Your instructions. Find every line in the records below that contains the word "mind", and copy each such line.
(Data excerpts)
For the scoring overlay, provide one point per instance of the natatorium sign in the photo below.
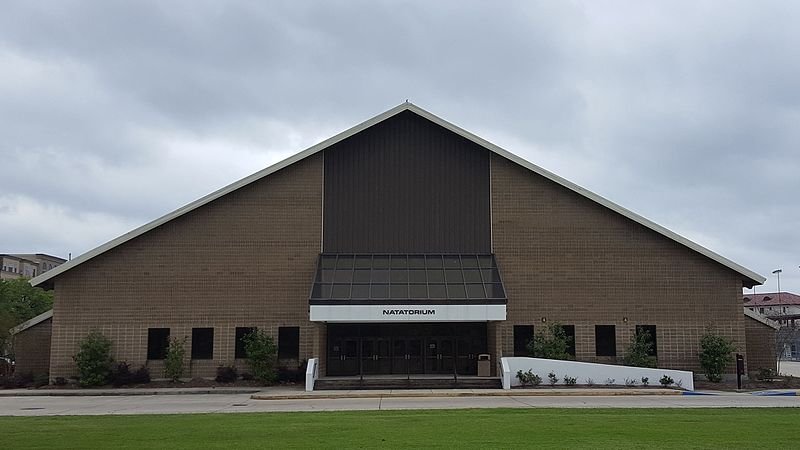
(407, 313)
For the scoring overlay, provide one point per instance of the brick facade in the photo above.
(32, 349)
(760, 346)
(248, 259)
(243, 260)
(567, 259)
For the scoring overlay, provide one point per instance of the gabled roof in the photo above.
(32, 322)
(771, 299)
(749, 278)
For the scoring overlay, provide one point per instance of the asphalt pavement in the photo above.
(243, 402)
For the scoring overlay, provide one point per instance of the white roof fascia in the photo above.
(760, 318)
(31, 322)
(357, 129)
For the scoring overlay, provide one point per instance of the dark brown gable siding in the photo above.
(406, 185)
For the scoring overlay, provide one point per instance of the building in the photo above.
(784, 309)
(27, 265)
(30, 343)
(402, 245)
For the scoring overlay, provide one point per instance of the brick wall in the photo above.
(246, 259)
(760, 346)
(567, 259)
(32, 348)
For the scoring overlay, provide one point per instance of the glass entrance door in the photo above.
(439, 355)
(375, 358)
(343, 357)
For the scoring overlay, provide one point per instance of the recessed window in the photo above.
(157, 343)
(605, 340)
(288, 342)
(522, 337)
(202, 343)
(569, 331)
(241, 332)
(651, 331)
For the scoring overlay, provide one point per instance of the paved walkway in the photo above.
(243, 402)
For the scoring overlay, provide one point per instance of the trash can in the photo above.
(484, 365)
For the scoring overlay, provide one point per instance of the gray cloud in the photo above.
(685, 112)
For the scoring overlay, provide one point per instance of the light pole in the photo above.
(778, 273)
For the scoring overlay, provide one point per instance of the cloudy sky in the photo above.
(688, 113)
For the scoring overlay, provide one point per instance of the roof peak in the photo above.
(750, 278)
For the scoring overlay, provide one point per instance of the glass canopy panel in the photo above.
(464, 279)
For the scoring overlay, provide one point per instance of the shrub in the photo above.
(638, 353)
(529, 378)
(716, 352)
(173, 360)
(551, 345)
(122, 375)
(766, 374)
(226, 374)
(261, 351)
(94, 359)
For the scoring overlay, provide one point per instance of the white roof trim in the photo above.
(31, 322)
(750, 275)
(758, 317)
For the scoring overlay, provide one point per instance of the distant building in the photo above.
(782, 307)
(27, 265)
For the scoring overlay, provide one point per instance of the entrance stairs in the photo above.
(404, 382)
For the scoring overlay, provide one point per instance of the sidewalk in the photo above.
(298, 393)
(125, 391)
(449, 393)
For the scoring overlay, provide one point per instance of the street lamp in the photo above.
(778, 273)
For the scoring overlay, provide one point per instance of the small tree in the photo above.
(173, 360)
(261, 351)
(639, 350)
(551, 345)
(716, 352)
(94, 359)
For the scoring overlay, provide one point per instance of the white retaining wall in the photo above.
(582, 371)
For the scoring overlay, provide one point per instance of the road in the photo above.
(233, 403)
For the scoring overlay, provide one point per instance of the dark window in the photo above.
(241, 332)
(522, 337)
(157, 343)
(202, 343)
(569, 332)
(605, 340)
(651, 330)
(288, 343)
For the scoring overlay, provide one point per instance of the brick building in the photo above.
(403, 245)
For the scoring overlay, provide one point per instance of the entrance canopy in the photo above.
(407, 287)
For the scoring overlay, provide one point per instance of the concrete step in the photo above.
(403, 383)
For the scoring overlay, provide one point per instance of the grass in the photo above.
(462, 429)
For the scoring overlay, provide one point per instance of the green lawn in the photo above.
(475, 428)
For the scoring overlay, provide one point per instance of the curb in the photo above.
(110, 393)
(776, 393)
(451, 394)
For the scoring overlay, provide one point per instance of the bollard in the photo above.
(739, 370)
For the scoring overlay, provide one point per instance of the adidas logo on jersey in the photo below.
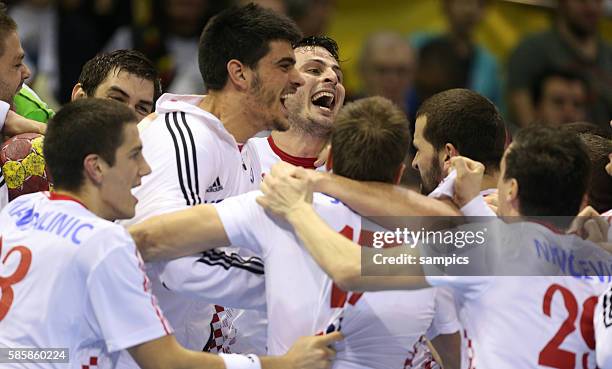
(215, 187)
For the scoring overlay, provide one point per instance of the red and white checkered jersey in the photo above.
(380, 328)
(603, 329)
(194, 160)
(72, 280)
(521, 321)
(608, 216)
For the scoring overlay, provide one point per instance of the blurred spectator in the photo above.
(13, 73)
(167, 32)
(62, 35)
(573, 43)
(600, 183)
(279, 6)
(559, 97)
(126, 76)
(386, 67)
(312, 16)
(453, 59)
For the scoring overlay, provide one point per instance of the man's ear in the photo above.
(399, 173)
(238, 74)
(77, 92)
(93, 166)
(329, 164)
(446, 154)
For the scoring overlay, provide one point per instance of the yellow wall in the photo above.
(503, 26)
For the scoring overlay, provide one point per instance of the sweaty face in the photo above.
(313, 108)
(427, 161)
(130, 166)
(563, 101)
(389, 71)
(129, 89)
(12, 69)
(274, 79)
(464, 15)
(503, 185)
(End Data excerpts)
(Data excerpts)
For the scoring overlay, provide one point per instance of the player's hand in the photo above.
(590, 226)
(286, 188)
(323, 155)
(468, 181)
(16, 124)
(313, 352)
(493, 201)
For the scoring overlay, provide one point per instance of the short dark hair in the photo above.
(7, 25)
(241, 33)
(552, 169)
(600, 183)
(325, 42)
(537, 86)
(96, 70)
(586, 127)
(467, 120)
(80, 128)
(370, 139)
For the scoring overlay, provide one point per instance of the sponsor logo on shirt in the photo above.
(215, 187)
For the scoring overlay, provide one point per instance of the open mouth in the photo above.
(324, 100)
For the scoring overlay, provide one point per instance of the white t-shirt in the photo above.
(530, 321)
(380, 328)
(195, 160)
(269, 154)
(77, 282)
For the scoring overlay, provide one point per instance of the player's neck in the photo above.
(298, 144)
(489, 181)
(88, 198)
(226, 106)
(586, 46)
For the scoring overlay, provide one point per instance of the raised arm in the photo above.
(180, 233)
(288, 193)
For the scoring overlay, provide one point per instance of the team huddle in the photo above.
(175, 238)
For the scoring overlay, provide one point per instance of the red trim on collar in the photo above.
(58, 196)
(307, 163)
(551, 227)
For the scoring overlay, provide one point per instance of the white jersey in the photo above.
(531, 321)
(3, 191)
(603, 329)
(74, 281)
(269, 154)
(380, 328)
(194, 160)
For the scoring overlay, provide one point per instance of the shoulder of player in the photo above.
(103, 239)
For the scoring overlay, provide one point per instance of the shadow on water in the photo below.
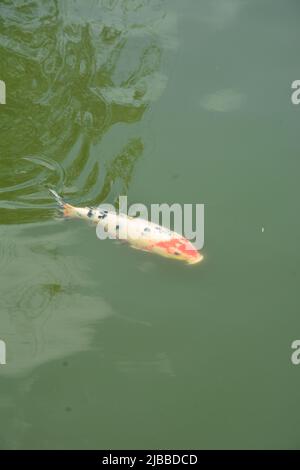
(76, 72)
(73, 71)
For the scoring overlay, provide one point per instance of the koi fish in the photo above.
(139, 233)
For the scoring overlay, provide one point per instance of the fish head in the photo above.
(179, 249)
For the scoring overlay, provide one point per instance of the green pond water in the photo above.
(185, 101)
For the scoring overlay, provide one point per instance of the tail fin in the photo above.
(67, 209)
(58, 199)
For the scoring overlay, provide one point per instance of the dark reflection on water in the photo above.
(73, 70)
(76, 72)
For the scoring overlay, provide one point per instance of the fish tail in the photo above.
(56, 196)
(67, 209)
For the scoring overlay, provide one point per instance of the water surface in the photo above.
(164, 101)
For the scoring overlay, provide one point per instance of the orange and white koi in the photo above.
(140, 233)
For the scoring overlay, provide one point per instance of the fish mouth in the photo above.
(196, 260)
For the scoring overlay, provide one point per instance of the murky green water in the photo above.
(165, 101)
(End Data excerpts)
(Data excerpts)
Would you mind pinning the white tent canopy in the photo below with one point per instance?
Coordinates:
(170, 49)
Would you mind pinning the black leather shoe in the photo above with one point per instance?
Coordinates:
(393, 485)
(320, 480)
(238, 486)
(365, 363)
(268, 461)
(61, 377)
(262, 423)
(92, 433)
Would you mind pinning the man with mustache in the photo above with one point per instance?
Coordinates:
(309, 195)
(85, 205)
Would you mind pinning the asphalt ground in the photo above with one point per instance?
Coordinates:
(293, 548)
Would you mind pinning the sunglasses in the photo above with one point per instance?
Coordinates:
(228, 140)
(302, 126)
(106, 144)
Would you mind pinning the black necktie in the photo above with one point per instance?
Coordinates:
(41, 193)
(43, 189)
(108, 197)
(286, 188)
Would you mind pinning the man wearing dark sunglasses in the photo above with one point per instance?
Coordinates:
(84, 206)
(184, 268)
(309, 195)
(End Data excerpts)
Answer box.
Would you mind pinning the white tent canopy in the photo below with one point per instance?
Would you mind pinning the black leather shoe in the photo above with one point per instance?
Would you mind pinning the man with mustache in the photo above with one point per instance?
Would you mind pinning the asphalt ground in the photo above with one point per instance?
Would you mind pinning the sunglasses in the photo above with one point per instance?
Would you mind pinning the black necktie in the photo above with one point per instance?
Would you mind pinning the man wearing dark sunglasses in the photo above with one point per instance?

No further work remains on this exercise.